* [Written exercise]: In the listing below, substitute "damaged roofing felt" for "torn off underlayment" and write out all the lines again with nothing else altered.

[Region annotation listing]

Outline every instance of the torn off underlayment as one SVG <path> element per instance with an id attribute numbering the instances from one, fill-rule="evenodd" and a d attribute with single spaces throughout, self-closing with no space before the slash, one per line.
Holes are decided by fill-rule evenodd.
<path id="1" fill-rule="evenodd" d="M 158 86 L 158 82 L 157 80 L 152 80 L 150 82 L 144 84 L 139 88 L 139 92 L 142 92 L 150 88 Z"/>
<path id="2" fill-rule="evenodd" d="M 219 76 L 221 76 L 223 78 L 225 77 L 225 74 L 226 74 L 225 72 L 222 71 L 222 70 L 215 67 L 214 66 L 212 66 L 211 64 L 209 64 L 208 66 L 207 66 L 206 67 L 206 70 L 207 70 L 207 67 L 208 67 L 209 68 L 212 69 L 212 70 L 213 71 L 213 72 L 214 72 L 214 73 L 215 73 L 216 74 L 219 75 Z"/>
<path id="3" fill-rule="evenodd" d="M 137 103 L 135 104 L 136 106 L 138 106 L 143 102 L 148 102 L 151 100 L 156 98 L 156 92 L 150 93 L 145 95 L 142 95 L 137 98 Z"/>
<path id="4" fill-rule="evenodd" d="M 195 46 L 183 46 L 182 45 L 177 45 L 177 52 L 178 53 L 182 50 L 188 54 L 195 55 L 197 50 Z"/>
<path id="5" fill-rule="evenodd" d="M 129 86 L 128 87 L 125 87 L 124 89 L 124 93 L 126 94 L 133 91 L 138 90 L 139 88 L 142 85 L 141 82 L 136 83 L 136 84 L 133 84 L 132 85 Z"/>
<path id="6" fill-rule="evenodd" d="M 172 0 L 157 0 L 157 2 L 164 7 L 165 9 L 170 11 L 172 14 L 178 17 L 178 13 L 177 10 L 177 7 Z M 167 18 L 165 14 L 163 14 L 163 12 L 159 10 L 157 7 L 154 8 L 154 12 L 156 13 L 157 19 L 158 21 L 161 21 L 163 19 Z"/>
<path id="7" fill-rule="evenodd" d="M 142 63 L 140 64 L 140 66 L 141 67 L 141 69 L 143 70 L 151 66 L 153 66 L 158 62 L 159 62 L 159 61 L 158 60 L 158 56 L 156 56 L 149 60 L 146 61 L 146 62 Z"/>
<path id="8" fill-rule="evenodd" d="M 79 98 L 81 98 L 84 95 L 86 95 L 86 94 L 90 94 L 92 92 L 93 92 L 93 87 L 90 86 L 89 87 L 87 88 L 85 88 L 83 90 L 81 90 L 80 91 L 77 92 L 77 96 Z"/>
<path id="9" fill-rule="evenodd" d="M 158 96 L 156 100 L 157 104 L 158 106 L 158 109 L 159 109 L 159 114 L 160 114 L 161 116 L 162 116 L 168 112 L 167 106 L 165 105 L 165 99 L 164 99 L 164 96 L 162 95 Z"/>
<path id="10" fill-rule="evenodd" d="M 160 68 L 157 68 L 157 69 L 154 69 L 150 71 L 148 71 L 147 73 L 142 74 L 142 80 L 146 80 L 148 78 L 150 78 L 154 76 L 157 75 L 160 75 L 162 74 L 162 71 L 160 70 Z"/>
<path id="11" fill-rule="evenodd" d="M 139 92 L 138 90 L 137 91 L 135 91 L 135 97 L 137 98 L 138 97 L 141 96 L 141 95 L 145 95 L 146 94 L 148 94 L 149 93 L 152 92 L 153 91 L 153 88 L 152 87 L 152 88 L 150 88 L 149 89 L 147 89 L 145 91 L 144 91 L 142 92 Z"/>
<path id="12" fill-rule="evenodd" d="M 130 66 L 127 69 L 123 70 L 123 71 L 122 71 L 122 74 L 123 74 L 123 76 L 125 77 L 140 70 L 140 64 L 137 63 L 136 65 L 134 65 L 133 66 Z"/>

* [Written reply]:
Outline every instance of the damaged roofing felt as one SVG <path> element per instance with an id attribute numbering the instances from one, fill-rule="evenodd" and a d attribute with single spaces throughout, self-closing with no space before the slash, one per line.
Holes are decided by fill-rule evenodd.
<path id="1" fill-rule="evenodd" d="M 158 86 L 158 82 L 157 80 L 152 80 L 150 82 L 144 84 L 139 88 L 139 92 L 142 92 L 150 88 Z"/>
<path id="2" fill-rule="evenodd" d="M 219 76 L 221 76 L 223 78 L 225 77 L 225 74 L 226 74 L 225 72 L 222 71 L 222 70 L 215 67 L 214 66 L 212 66 L 211 64 L 209 64 L 208 66 L 207 66 L 206 67 L 206 70 L 207 70 L 207 67 L 208 67 L 209 68 L 212 69 L 212 70 L 213 71 L 213 72 L 214 72 L 214 73 L 215 73 L 216 74 L 219 75 Z"/>
<path id="3" fill-rule="evenodd" d="M 137 103 L 135 104 L 136 106 L 138 106 L 143 102 L 148 102 L 151 100 L 156 98 L 156 92 L 150 93 L 145 95 L 142 95 L 137 98 Z"/>
<path id="4" fill-rule="evenodd" d="M 195 46 L 183 46 L 182 45 L 177 45 L 177 52 L 178 53 L 182 50 L 188 54 L 195 55 L 197 50 Z"/>
<path id="5" fill-rule="evenodd" d="M 129 86 L 128 87 L 125 87 L 124 89 L 124 93 L 126 94 L 133 91 L 138 90 L 139 88 L 142 85 L 141 82 L 136 83 L 136 84 L 133 84 L 132 85 Z"/>
<path id="6" fill-rule="evenodd" d="M 172 0 L 157 0 L 157 2 L 164 7 L 165 9 L 170 11 L 172 14 L 178 17 L 178 13 L 177 10 L 177 7 Z M 167 18 L 165 14 L 163 14 L 163 12 L 159 10 L 157 7 L 154 8 L 154 12 L 156 13 L 157 19 L 158 21 L 161 21 L 163 19 Z"/>
<path id="7" fill-rule="evenodd" d="M 142 63 L 140 64 L 140 66 L 141 67 L 141 69 L 143 70 L 151 66 L 153 66 L 158 62 L 159 62 L 159 61 L 158 60 L 158 56 L 156 56 L 149 60 L 146 61 L 146 62 Z"/>
<path id="8" fill-rule="evenodd" d="M 79 98 L 81 98 L 84 95 L 86 95 L 86 94 L 90 94 L 92 92 L 93 92 L 93 87 L 90 86 L 89 87 L 87 88 L 85 88 L 83 90 L 81 90 L 80 91 L 77 92 L 77 96 Z"/>
<path id="9" fill-rule="evenodd" d="M 158 96 L 156 100 L 157 104 L 158 106 L 158 109 L 159 109 L 159 114 L 160 114 L 161 116 L 162 116 L 168 112 L 167 106 L 165 105 L 165 99 L 164 99 L 164 96 L 162 95 Z"/>
<path id="10" fill-rule="evenodd" d="M 160 68 L 157 68 L 157 69 L 154 69 L 150 71 L 148 71 L 147 73 L 142 74 L 142 80 L 146 80 L 148 78 L 150 78 L 154 76 L 157 75 L 160 75 L 162 74 L 162 71 L 160 70 Z"/>
<path id="11" fill-rule="evenodd" d="M 139 92 L 138 90 L 137 91 L 135 91 L 135 97 L 137 98 L 138 97 L 141 96 L 141 95 L 145 95 L 146 94 L 148 94 L 149 93 L 152 92 L 153 91 L 153 88 L 152 87 L 152 88 L 150 88 L 149 89 L 147 89 L 145 91 L 144 91 L 142 92 Z"/>
<path id="12" fill-rule="evenodd" d="M 130 66 L 127 69 L 123 70 L 123 71 L 122 71 L 122 74 L 123 74 L 123 76 L 125 77 L 140 70 L 140 64 L 137 63 L 136 65 L 134 65 L 133 66 Z"/>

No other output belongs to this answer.